# Given exercise:
Rewrite the material from the line with "Target: beaded necklace" to the line with "x=586, y=447", changing "concrete wall" to "stone wall" and leaving everything else as it is.

** Begin Dataset rows **

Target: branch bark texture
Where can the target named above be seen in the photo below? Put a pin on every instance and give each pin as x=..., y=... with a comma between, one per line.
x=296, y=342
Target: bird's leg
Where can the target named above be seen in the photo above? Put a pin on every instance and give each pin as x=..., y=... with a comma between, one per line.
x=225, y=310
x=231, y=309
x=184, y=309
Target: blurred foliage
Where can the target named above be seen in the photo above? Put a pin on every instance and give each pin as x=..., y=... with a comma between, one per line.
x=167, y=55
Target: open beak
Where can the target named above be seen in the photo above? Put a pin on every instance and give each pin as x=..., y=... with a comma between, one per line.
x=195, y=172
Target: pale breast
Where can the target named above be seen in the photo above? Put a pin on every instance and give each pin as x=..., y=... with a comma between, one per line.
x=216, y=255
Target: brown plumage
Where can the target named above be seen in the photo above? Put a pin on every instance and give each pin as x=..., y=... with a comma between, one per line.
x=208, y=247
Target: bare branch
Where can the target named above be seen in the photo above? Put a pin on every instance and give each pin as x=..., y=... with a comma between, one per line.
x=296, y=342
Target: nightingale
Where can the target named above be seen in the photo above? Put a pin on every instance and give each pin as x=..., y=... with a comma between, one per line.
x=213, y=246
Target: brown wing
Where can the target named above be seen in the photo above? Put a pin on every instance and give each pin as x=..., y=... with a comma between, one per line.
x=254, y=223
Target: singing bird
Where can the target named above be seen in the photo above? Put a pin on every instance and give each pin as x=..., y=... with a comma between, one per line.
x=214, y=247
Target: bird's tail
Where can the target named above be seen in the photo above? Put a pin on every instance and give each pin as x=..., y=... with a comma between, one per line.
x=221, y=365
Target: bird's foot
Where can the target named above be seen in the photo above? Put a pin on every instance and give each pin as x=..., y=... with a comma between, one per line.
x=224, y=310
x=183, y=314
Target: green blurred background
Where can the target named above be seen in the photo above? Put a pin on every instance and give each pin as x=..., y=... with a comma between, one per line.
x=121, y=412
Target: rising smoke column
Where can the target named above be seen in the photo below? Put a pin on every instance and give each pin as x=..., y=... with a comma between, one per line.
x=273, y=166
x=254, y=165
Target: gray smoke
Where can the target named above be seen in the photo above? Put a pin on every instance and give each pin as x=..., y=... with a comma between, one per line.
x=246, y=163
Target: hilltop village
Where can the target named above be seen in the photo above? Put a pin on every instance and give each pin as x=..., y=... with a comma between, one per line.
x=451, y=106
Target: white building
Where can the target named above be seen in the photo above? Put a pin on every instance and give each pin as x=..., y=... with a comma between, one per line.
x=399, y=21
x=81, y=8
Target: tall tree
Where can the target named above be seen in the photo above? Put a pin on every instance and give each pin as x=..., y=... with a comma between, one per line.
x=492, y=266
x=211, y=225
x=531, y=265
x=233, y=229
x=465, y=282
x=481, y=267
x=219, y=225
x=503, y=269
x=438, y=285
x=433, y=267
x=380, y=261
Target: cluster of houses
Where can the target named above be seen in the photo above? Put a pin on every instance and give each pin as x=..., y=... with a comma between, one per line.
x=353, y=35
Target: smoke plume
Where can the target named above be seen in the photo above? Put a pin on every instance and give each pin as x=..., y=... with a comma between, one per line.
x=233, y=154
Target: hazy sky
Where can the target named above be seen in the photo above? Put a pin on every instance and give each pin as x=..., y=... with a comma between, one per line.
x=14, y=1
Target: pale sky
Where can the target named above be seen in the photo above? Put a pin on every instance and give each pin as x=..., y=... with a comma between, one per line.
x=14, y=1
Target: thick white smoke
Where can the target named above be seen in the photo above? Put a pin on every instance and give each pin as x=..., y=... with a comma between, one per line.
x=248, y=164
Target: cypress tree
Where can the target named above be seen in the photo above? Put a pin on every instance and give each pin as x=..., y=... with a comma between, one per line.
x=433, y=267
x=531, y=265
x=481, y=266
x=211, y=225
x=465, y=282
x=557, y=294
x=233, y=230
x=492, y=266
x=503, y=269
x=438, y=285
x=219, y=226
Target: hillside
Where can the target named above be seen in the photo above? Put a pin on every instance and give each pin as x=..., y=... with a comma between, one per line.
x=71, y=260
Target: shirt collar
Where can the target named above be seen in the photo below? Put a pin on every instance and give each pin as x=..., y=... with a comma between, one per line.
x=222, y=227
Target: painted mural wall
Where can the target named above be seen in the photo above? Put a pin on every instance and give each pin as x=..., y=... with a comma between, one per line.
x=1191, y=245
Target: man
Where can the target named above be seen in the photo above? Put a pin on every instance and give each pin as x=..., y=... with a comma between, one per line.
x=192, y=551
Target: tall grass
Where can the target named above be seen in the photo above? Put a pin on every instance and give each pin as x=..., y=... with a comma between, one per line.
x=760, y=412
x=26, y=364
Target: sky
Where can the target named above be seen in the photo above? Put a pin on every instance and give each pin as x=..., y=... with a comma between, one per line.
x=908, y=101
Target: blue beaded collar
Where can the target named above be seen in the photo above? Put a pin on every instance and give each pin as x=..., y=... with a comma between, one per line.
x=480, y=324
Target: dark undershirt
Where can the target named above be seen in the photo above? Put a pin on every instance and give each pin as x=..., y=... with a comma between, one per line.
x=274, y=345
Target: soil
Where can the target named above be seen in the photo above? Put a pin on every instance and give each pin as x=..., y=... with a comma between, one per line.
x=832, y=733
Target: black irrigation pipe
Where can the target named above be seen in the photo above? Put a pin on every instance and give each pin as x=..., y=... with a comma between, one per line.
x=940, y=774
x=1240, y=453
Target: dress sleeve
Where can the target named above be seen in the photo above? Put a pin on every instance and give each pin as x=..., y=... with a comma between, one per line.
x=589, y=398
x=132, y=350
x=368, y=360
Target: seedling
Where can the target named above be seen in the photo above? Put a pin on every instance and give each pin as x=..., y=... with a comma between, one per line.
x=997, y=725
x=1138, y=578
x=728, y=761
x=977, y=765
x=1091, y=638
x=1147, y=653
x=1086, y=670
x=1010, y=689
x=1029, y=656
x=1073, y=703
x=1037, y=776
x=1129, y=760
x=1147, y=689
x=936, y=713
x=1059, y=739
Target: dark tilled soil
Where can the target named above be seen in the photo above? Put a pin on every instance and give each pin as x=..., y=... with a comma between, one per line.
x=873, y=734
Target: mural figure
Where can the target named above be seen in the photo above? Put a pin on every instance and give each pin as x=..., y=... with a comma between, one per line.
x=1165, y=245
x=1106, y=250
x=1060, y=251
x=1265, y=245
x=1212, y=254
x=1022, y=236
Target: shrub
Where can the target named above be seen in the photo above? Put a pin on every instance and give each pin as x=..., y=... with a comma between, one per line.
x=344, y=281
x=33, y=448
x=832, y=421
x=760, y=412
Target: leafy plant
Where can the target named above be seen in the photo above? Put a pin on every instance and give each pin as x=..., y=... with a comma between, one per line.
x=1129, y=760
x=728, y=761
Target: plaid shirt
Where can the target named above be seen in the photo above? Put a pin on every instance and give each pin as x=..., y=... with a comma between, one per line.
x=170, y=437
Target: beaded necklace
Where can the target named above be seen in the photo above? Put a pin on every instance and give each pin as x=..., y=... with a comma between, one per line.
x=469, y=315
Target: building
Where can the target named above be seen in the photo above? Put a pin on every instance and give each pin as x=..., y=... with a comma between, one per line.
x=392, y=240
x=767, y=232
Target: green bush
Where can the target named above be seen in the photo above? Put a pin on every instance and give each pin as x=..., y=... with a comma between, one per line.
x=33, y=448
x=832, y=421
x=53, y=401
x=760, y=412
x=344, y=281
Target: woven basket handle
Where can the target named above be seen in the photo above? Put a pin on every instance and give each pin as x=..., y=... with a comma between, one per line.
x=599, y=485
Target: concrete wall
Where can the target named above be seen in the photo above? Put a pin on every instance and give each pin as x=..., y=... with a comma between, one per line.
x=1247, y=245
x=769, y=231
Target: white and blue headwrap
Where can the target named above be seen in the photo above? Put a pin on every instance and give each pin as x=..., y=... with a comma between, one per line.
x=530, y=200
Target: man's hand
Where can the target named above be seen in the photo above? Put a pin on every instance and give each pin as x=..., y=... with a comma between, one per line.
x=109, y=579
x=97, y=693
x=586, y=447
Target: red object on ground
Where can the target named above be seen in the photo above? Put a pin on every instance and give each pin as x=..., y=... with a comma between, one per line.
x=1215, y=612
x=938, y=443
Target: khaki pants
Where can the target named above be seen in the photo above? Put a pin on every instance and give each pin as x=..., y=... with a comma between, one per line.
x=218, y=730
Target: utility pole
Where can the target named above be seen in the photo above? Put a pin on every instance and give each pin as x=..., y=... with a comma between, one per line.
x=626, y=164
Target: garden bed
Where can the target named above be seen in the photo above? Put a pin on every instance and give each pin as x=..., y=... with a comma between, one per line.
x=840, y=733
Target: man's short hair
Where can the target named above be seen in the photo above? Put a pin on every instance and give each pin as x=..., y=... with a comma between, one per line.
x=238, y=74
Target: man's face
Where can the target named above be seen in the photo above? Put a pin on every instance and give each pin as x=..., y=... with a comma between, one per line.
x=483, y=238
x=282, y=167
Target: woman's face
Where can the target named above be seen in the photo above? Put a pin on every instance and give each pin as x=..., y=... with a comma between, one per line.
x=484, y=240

** End Dataset rows **

# The result:
Target: beaded necklace
Where can the target named above be seen in the photo above? Put a pin on every instance and give each pin as x=..., y=... with a comma between, one per line.
x=469, y=315
Target: building
Where can the target named above be seen in the photo above? Put a pin on every instance and give each pin as x=..., y=... with a comma between, one per line.
x=392, y=240
x=767, y=232
Target: green bush
Where can the target named above be seen in the photo above? Put a pin on every instance and give each pin as x=..., y=... with a comma between, one per line.
x=33, y=448
x=832, y=421
x=53, y=401
x=760, y=412
x=344, y=281
Target: woven basket handle
Where can the target named above be seen in the photo above? Put a pin on every instance and give each pin as x=..., y=... with a comma between, one per line.
x=599, y=485
Target: stone wall
Where can the target named above be seen in the photo above? Put a pin on every instance and give each pin as x=..., y=... with a comma between, one per line.
x=1247, y=245
x=769, y=231
Target: white and blue headwrap
Where can the target named above be seen in the photo above? Put a pin on every instance and give each pin as x=..., y=... with a comma between, one per line.
x=530, y=200
Target: man's hand
Where can the target named above be seen in the photo above? Put a pin on every instance and give each pin as x=..., y=... with a comma between, one per line.
x=109, y=579
x=97, y=693
x=586, y=447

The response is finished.